# WORK TO BE COMPLETED:
Copy all lines in the data that contain the string "wooden".

Stored items
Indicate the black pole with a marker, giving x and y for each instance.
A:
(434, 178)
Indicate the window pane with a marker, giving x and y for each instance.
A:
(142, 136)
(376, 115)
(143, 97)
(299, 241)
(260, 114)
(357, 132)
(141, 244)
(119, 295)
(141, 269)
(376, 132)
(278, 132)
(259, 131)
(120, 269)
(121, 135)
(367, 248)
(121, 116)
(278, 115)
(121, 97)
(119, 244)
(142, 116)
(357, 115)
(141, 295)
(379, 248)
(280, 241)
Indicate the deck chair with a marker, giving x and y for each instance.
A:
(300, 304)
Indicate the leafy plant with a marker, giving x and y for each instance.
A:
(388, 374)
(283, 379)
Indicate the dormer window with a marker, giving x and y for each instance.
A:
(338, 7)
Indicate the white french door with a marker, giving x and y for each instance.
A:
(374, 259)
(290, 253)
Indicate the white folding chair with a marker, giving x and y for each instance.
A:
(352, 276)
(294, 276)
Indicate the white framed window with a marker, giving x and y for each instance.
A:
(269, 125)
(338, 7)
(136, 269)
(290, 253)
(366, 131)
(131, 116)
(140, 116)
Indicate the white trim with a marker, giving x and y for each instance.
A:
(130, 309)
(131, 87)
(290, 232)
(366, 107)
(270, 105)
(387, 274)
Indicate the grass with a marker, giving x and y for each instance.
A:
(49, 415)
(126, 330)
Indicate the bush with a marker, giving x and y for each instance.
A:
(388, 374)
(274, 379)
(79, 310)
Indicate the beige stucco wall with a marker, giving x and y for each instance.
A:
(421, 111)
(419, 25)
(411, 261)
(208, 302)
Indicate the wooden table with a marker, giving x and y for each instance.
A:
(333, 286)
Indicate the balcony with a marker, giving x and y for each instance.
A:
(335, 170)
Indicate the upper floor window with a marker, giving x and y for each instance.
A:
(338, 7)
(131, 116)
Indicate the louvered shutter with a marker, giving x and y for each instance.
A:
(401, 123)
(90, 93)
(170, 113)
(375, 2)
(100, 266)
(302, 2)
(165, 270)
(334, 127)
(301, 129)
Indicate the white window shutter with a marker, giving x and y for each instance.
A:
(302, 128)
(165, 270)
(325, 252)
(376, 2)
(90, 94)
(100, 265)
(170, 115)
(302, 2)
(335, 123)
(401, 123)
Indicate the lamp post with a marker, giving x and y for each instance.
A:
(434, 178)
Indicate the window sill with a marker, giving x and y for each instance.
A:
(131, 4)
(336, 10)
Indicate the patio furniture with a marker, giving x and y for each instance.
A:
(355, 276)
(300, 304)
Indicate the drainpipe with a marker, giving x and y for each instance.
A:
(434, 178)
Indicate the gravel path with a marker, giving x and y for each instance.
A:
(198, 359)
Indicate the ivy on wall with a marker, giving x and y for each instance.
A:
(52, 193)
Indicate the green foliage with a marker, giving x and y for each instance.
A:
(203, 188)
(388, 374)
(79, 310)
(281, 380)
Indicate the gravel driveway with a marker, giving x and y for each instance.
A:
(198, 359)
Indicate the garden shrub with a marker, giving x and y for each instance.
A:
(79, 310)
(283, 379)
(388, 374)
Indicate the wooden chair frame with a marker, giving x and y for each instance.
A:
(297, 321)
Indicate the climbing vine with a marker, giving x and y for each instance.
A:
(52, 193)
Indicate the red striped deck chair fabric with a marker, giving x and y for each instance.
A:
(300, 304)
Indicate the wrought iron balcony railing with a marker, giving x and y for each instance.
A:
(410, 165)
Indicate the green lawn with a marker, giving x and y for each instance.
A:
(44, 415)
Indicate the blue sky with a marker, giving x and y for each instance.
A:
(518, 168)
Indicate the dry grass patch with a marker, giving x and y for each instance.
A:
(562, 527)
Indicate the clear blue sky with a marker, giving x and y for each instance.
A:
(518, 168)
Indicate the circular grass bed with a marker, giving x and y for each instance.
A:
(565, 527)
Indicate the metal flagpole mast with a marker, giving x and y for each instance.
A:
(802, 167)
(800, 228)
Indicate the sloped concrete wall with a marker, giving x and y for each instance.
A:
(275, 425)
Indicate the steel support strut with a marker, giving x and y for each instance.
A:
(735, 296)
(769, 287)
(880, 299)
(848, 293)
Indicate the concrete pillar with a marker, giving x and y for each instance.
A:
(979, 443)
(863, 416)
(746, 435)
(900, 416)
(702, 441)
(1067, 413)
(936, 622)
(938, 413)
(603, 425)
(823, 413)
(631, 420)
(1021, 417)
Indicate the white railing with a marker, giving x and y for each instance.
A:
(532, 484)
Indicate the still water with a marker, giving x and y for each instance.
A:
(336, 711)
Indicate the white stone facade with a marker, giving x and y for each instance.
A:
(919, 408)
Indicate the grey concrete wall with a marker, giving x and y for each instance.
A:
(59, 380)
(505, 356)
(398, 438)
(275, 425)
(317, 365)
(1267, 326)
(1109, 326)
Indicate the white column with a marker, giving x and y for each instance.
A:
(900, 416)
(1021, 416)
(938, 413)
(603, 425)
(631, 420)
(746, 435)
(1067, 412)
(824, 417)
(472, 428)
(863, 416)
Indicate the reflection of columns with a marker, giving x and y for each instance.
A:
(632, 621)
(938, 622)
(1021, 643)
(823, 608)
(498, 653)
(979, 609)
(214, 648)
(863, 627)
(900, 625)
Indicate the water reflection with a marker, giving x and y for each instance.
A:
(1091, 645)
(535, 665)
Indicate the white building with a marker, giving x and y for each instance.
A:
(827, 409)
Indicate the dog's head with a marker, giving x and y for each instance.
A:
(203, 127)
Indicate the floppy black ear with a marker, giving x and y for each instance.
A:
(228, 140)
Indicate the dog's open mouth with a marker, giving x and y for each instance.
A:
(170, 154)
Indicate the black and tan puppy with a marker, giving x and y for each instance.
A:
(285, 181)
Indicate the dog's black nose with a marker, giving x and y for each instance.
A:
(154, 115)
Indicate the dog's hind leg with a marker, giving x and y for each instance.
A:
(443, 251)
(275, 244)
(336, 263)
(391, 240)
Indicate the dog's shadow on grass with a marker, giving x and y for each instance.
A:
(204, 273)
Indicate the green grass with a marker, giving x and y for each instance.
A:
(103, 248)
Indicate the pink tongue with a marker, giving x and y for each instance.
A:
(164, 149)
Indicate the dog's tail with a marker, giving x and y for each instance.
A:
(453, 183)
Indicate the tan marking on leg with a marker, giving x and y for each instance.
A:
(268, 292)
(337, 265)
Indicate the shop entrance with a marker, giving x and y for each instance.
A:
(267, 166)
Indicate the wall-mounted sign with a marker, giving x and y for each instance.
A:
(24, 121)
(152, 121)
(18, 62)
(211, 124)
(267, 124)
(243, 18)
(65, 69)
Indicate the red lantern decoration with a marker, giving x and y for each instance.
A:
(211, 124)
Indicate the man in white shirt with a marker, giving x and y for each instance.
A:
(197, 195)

# SOLUTION FOR THIS PROBLEM:
Indicate the wooden table with a marker, giving x and y for each instance.
Indicate the wooden chair frame with a marker, giving x and y for each instance.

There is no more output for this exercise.